--- TEXT UNDER STUDY ---
########################################
Understanding the Reinforcement Learning Problem

Hi, and welcome to this course on Understanding Algorithms for Reinforcement Learning. When a student gets started with machine learning techniques, they typically work on supervised and unsupervised techniques, techniques such as classification, regression, clustering, and dimensionality reduction. Reinforcement learning differs from supervised and unsupervised learning. In fact, reinforcement learning is used for creating agents that know how to explore an uncertain environment. Often in the real world, there is no training data for your machine learning algorithm to work with, either labeled or unlabeled. This is where reinforcement learning comes in. You'll train a model to make decisions where you have no idea initially how those decisions will turn out. The job of your model, or agent in this case, will learn about the uncertain environment until it's known. Your agent in an RL technique is the decision maker, and the decision maker needs to choose his actions appropriately so that rewards are maximized. Your model learns by getting positive reinforcement in the form of a reward or negative reinforcement for every action in every state. The objective of a reinforcement learning algorithm, or the model as we call it, is to determine a policy for such decision making. This policy is what will drive the decisions or the actions of our algorithm, and the output of reinforcement learning is basically a series of actions that have been created using this policy. The output of a classification problem might be labels. The output of a regression problem is predictions. The output of a reinforcement learning algorithm is a series of actions.
########################################
--- WHAT TO DO ---
1. In the reinforcement learning introduction, what does a reinforcement learning algorithm produce as its output?
2. Please continue the reinforcement learning introduction, picking up after its final sentence.
The rows come from a separate source, not from the reinforcement learning introduction.
########################################
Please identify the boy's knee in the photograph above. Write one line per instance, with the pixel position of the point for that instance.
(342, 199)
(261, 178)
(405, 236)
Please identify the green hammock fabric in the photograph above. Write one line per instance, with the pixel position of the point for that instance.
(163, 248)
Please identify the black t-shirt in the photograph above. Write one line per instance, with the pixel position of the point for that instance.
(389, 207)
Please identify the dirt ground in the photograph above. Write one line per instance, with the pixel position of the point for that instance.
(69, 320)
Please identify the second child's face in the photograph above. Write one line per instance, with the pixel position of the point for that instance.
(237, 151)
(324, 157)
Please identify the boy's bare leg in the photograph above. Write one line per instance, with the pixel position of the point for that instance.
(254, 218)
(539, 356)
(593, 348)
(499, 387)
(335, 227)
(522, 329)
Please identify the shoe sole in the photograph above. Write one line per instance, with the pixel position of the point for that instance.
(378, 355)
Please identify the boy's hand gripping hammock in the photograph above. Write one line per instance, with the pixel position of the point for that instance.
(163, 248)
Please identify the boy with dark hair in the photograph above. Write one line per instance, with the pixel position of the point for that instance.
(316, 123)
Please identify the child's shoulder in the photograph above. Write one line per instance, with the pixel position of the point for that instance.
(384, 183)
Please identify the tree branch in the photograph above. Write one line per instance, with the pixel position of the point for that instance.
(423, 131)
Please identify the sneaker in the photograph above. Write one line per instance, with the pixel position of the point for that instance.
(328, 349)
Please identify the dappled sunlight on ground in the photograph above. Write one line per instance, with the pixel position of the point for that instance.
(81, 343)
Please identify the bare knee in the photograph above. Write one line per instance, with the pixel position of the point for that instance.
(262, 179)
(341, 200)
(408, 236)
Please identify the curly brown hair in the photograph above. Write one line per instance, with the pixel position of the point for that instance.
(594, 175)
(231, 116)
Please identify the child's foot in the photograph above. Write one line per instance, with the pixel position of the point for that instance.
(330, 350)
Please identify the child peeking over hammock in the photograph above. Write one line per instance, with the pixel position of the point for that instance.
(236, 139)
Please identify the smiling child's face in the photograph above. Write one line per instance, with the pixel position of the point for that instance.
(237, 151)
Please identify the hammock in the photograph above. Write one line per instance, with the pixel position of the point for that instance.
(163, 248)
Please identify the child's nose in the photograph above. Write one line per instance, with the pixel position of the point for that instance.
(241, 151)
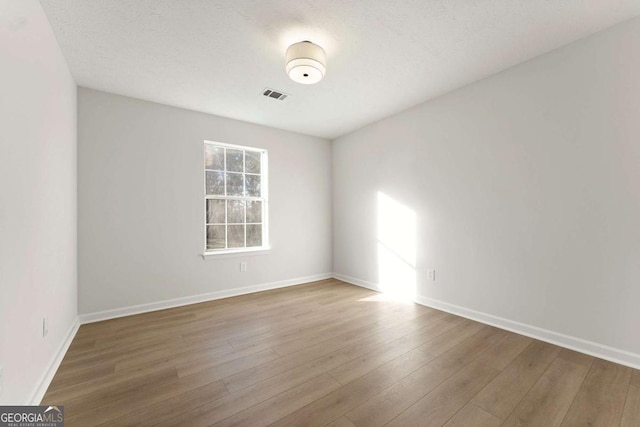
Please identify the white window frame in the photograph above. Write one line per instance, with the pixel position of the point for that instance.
(264, 188)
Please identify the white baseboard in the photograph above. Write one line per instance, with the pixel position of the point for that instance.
(45, 380)
(177, 302)
(578, 344)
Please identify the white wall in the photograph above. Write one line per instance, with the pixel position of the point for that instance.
(140, 196)
(525, 188)
(38, 199)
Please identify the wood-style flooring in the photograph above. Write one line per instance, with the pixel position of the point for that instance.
(330, 354)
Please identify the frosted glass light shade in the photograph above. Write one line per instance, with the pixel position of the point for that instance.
(306, 62)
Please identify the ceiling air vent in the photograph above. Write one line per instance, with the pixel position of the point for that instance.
(270, 93)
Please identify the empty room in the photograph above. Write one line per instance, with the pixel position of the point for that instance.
(330, 213)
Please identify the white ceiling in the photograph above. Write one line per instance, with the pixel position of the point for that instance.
(384, 56)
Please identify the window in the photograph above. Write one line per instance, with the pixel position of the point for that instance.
(235, 198)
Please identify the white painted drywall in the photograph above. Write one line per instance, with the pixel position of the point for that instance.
(38, 198)
(140, 197)
(525, 188)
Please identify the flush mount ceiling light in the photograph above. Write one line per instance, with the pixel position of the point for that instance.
(306, 63)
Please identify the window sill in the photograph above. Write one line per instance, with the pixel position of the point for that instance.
(236, 253)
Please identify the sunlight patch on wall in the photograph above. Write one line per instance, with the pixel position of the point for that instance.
(396, 248)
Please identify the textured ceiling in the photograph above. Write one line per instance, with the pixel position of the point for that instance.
(217, 56)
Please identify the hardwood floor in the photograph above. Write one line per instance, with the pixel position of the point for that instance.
(330, 354)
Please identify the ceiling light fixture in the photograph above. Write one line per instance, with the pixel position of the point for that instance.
(306, 62)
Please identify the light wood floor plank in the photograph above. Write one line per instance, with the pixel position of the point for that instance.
(548, 401)
(471, 415)
(631, 413)
(600, 401)
(444, 401)
(329, 354)
(385, 406)
(501, 396)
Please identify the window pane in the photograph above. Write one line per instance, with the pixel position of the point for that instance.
(235, 184)
(235, 212)
(215, 237)
(254, 211)
(235, 239)
(253, 185)
(215, 183)
(234, 160)
(254, 235)
(252, 162)
(213, 157)
(215, 211)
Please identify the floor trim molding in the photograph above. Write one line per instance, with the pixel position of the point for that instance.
(54, 364)
(578, 344)
(210, 296)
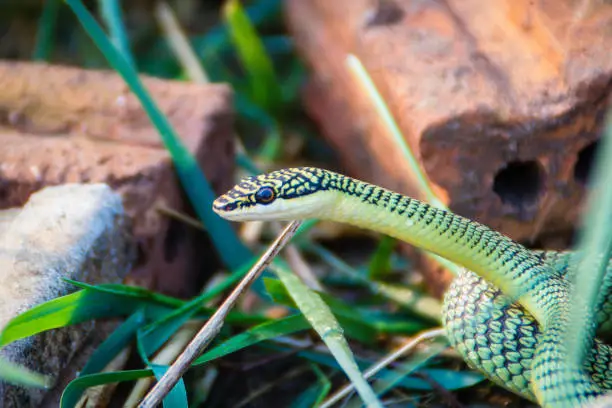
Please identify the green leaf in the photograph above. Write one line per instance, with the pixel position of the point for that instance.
(316, 393)
(66, 310)
(380, 263)
(73, 391)
(156, 334)
(177, 397)
(116, 342)
(45, 35)
(15, 374)
(254, 335)
(322, 320)
(231, 250)
(351, 321)
(265, 89)
(110, 10)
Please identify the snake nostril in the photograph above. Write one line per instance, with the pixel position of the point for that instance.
(519, 183)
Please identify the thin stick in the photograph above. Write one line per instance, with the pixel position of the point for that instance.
(344, 391)
(215, 323)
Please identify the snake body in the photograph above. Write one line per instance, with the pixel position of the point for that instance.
(505, 313)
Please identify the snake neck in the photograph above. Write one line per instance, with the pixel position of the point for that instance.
(493, 256)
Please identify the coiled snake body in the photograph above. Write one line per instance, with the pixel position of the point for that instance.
(517, 345)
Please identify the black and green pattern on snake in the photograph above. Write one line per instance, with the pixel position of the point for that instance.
(504, 313)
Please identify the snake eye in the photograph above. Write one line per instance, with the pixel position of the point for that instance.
(265, 195)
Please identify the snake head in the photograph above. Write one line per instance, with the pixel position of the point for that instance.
(281, 195)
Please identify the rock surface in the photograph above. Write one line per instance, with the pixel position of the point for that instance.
(68, 125)
(73, 231)
(502, 101)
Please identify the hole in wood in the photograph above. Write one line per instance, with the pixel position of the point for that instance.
(519, 183)
(584, 164)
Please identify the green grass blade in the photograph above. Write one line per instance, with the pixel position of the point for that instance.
(265, 331)
(380, 262)
(264, 84)
(120, 338)
(73, 391)
(385, 114)
(231, 250)
(66, 310)
(45, 35)
(218, 37)
(111, 13)
(592, 256)
(316, 393)
(323, 321)
(15, 374)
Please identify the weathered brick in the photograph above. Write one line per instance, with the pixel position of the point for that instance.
(501, 102)
(64, 124)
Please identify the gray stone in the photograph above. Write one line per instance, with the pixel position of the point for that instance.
(76, 231)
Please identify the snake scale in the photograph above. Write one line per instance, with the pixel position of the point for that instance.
(504, 313)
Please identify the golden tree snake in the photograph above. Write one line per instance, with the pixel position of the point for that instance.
(505, 313)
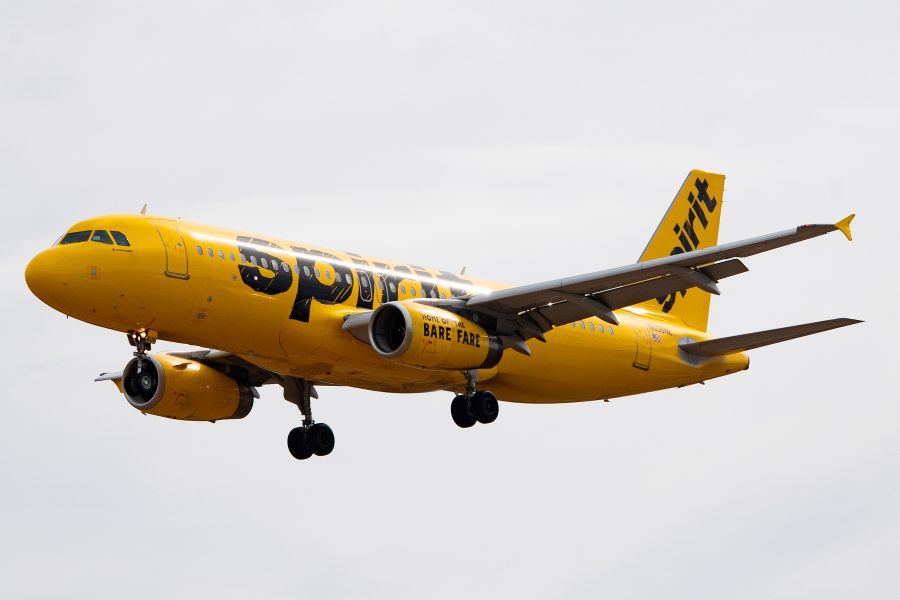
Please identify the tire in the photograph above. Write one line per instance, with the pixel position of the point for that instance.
(320, 439)
(297, 445)
(485, 407)
(461, 411)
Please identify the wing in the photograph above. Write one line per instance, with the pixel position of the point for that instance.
(528, 311)
(749, 341)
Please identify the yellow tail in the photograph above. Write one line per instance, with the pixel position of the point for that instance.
(691, 223)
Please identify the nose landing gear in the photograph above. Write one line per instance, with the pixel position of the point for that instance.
(474, 406)
(311, 437)
(142, 342)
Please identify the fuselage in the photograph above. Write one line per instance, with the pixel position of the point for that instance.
(281, 305)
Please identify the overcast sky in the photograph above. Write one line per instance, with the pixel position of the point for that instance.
(525, 141)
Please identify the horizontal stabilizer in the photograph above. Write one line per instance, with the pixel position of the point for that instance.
(749, 341)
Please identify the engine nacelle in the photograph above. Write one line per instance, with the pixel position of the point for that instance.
(426, 336)
(181, 388)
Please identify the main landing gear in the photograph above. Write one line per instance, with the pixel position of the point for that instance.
(474, 406)
(311, 437)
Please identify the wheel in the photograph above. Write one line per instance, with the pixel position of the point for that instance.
(321, 439)
(461, 411)
(485, 407)
(297, 445)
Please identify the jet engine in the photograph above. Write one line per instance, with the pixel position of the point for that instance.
(181, 388)
(425, 336)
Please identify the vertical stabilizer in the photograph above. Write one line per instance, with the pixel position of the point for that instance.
(691, 223)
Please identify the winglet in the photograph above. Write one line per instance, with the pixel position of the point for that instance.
(844, 226)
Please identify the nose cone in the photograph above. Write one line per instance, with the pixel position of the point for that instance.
(46, 275)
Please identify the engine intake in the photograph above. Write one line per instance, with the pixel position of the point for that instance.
(432, 338)
(181, 388)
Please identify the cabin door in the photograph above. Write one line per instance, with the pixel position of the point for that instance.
(176, 253)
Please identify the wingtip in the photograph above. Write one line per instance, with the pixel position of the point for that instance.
(844, 226)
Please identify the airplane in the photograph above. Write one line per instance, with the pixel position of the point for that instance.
(271, 311)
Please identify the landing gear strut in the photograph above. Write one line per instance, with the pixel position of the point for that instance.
(474, 406)
(142, 341)
(311, 437)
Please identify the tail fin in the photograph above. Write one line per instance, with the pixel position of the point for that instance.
(691, 223)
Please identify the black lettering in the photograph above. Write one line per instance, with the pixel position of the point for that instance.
(385, 278)
(704, 195)
(449, 279)
(310, 288)
(252, 276)
(429, 288)
(667, 302)
(366, 282)
(698, 210)
(689, 228)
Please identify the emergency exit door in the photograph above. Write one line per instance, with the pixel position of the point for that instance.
(176, 253)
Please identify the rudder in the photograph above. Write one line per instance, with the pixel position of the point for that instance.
(690, 223)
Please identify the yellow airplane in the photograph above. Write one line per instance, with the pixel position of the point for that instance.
(301, 316)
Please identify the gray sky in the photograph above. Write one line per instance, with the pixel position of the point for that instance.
(525, 142)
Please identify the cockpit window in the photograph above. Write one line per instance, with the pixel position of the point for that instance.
(120, 238)
(102, 237)
(75, 237)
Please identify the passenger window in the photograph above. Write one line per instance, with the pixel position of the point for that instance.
(75, 237)
(102, 237)
(120, 238)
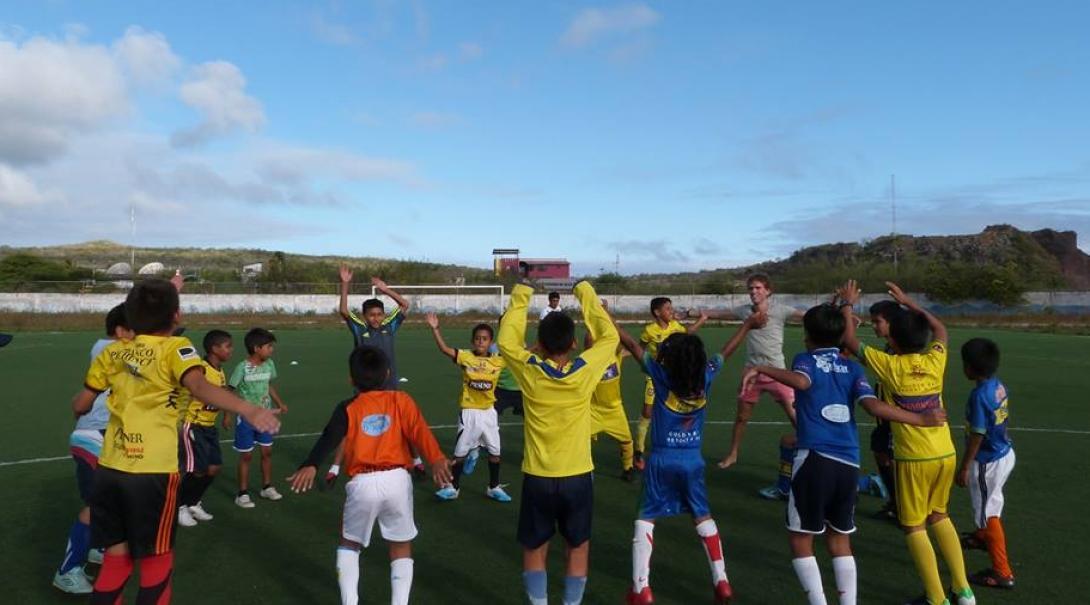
########################################
--- RESPONSES TO THE EXERCISE ---
1. A series of actions.

2.
Implementing Reinforcement Learning Algorithms

Hi, and welcome to this module where we'll see how we can go about implementing reinforcement learning algorithms. We'll start off by studying the basic concepts of dynamic programming. Dynamic programming is a key technique that is used to implement reinforcement learning. Dynamic programming allows us to cache information at every state, thus making exploring the environment tractable. In this module, we'll then move on to studying Q-learning, which is a technique used in reinforcement learning to find the best policy to use to take decisions within a certain environment. In order to use Q-learning techniques, we'll first need to model our environment as a Markov decision process where all the information about a particular state is embedded in that state itself. How we got to that state is irrelevant. There are a bunch of different techniques that can be used to implement Q-learning. We'll focus on understanding two specific techniques, the temporal difference method and SARSA. We'll also get hands on with Q-learning here. We'll use the temporal difference method to find the shortest path from a source to a destination node on a graph.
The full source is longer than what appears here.